■ **Stated task**
Pull out every row below verbatim, but leave the pictures out.

■ **Dataset**
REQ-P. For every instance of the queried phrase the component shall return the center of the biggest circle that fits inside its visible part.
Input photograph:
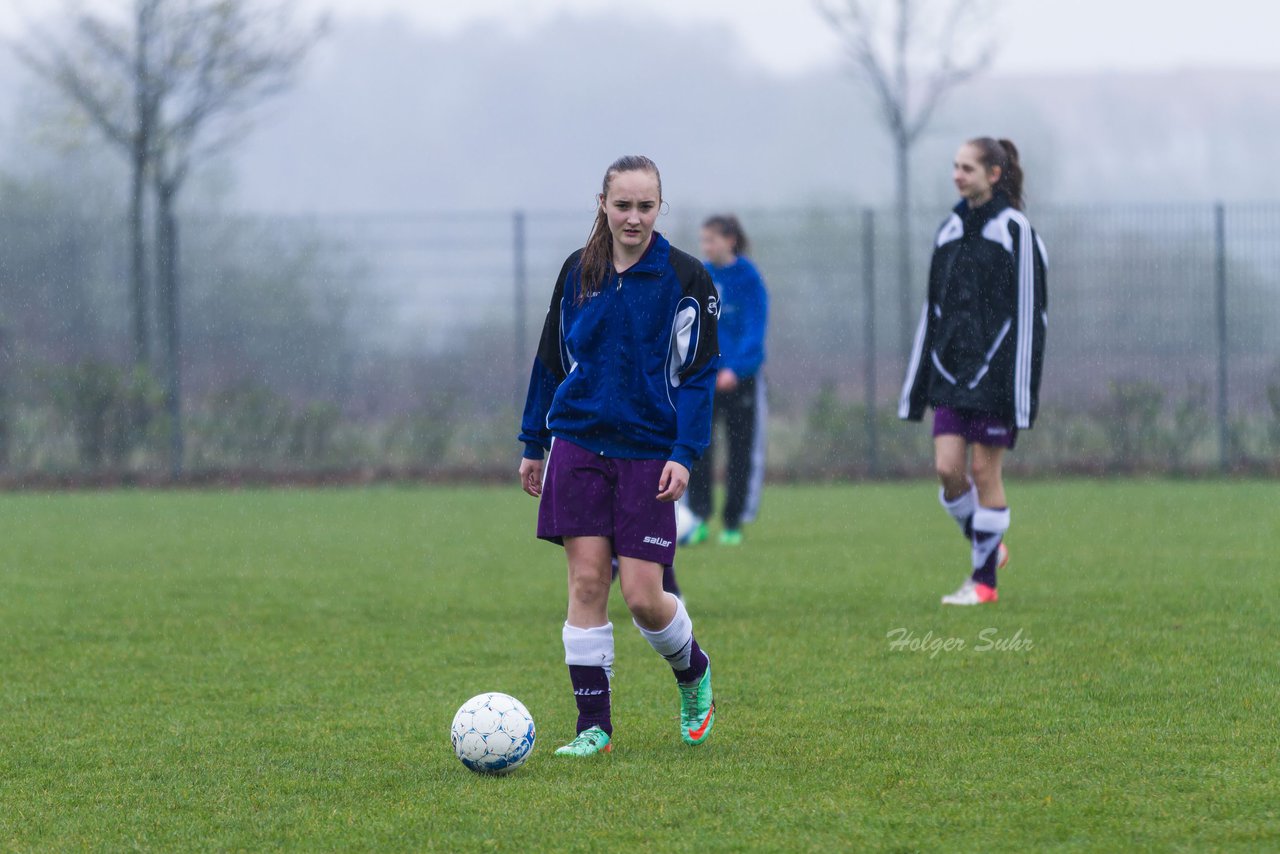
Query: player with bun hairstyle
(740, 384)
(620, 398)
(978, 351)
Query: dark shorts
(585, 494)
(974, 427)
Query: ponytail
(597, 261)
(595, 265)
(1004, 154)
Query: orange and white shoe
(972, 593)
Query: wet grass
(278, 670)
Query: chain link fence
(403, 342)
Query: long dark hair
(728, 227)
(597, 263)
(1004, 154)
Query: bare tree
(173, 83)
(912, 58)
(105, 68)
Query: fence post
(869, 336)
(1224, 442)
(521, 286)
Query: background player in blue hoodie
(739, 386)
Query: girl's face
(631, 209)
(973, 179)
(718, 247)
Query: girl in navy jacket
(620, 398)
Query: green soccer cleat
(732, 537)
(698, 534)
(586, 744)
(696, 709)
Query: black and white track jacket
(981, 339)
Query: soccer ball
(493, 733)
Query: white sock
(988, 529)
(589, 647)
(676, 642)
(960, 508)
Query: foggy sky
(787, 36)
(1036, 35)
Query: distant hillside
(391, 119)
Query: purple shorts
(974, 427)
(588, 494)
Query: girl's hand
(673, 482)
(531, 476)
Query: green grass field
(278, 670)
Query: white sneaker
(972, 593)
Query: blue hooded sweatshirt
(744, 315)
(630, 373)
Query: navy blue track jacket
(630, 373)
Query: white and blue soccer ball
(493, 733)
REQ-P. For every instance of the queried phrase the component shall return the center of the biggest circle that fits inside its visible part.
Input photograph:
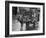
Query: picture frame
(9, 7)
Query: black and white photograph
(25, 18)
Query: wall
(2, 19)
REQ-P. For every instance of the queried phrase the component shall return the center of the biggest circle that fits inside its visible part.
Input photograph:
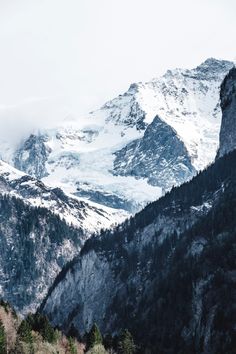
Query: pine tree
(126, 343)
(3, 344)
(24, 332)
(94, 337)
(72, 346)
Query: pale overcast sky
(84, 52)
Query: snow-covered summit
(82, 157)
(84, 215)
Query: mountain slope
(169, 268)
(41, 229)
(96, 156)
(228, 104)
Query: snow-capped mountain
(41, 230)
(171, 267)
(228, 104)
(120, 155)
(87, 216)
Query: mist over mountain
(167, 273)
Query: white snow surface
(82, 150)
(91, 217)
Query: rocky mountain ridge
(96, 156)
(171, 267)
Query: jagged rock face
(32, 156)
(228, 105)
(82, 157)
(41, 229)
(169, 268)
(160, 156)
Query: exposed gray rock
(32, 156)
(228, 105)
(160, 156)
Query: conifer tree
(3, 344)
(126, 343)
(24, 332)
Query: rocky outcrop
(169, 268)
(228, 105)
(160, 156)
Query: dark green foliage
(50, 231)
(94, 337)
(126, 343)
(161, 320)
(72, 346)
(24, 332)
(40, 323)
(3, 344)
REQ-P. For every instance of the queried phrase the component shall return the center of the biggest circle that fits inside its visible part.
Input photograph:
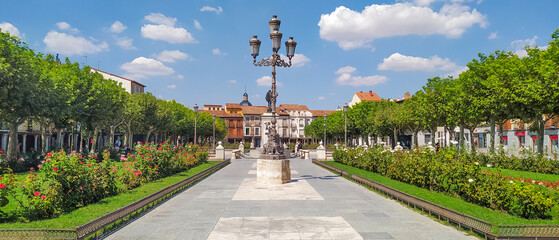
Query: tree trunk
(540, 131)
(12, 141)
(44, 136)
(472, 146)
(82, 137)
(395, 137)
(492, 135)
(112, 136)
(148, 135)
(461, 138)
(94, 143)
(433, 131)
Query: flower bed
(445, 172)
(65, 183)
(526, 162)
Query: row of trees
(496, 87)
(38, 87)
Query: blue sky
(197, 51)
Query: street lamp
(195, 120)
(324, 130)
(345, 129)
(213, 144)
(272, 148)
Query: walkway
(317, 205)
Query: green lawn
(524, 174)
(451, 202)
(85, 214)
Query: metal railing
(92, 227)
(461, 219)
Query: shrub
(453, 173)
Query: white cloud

■ **Finished answer**
REQ-P. For every instance of the queried phrase the component shall return the center of the biggest circle that fits inside its visible part.
Input photograph:
Query: player with bun hairstyle
(740, 384)
(620, 398)
(978, 351)
Query: dark shorts
(585, 494)
(974, 427)
Query: ponytail
(597, 261)
(595, 265)
(1004, 154)
Query: orange and white shoe
(972, 593)
Query: wet grass
(278, 670)
Query: chain link fence
(403, 342)
Query: long dark hair
(728, 227)
(597, 263)
(1004, 154)
Query: bare tree
(173, 83)
(912, 58)
(105, 68)
Query: fence post
(869, 336)
(1224, 442)
(521, 286)
Query: background player in blue hoodie
(739, 386)
Query: girl's face
(631, 209)
(973, 179)
(718, 247)
Query: girl in navy jacket
(620, 398)
Query: green soccer cleat
(732, 537)
(698, 534)
(586, 744)
(696, 709)
Query: black and white track jacket
(981, 339)
Query: soccer ball
(493, 733)
Query: white sock
(988, 529)
(589, 647)
(676, 642)
(960, 508)
Query: foggy sky
(787, 36)
(1036, 35)
Query: distant hillside
(391, 119)
Query: purple shorts
(974, 427)
(588, 494)
Query: girl's hand
(673, 482)
(531, 476)
Query: green grass field
(278, 670)
Query: white sneaker
(972, 593)
Query: blue hooded sweatshirt
(744, 315)
(630, 373)
Query: navy blue track jacket
(630, 373)
Query: white and blue soccer ball
(493, 733)
REQ-P. For every instance of the queried phrase the component shall return the center of the biggest circle that fits inside its visible part.
Input photograph:
Query: picture frame
(9, 7)
Query: black and white photograph
(25, 18)
Query: wall
(2, 19)
REQ-P. For every instance of the queried phrase the component shall return the center of the biggest circle that fits inside its visible part.
Input photograph:
Query: pine tree
(126, 343)
(3, 344)
(24, 332)
(94, 337)
(72, 346)
Query: pale overcast sky
(84, 52)
Query: snow-covered summit
(82, 157)
(84, 215)
Query: mountain slope
(169, 268)
(41, 229)
(96, 156)
(228, 104)
Query: snow-capped mountain
(41, 230)
(171, 267)
(228, 104)
(120, 155)
(87, 216)
Query: mist over mountain
(167, 273)
Query: white snow surface
(82, 150)
(91, 217)
Query: rocky mountain ridge
(96, 156)
(171, 267)
Query: jagged rock face
(32, 156)
(228, 105)
(82, 157)
(41, 229)
(169, 268)
(160, 156)
Query: exposed gray rock
(32, 156)
(228, 105)
(160, 156)
Query: conifer tree
(3, 344)
(126, 343)
(24, 332)
Query: rocky outcrop
(169, 268)
(228, 105)
(160, 156)
Query: dark green foliage
(50, 231)
(94, 337)
(126, 343)
(161, 320)
(72, 346)
(24, 332)
(40, 323)
(3, 344)
REQ-P. For every instance of the queried phrase the component shall return the center of the biggest circle that fits inside its visible part.
Input photograph:
Query: tree trunk
(540, 131)
(12, 141)
(44, 136)
(472, 146)
(82, 137)
(395, 137)
(492, 135)
(112, 136)
(148, 135)
(461, 138)
(94, 143)
(433, 131)
Query: flower bed
(445, 172)
(65, 183)
(526, 162)
Query: row of trees
(496, 87)
(38, 87)
Query: blue sky
(197, 51)
Query: street lamp
(195, 120)
(324, 130)
(345, 129)
(213, 144)
(272, 148)
Query: walkway
(317, 205)
Query: green lawn
(524, 174)
(451, 202)
(85, 214)
Query: metal railing
(92, 227)
(461, 219)
Query: shrub
(453, 173)
Query: white cloud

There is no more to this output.